WHAT THIS TASK INVOLVES: Each line of the data below between the one containing "Pass-network tagging: label the green" and the one containing "Target: green grass field", both included, is to be repeated exactly. Please omit pictures.
[RECORDS SUPPLIED]
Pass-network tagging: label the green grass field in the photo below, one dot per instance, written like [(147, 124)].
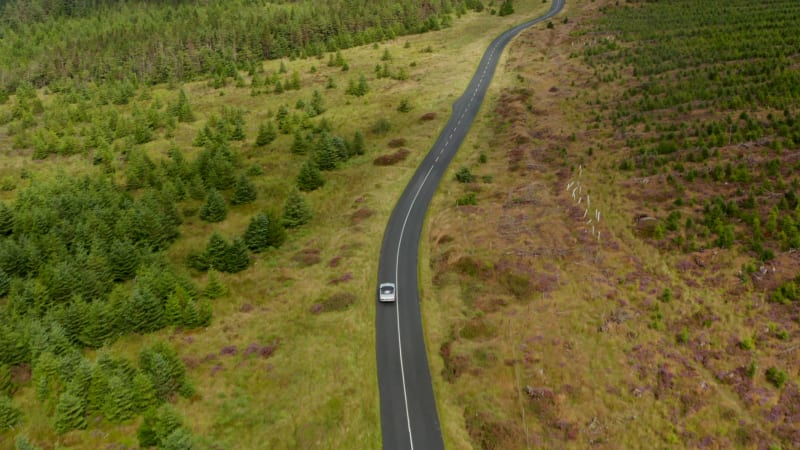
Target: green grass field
[/RECORDS SUPPLIED]
[RECORDS SUPPLIED]
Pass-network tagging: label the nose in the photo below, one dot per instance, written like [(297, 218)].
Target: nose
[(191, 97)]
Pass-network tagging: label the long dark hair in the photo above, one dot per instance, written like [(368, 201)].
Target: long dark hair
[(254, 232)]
[/RECORDS SUPPLIED]
PROBLEM SOLUTION:
Pass-network tagging: label the green grass field in the photo below, one dot per instance, written like [(147, 124)].
Target: green grass field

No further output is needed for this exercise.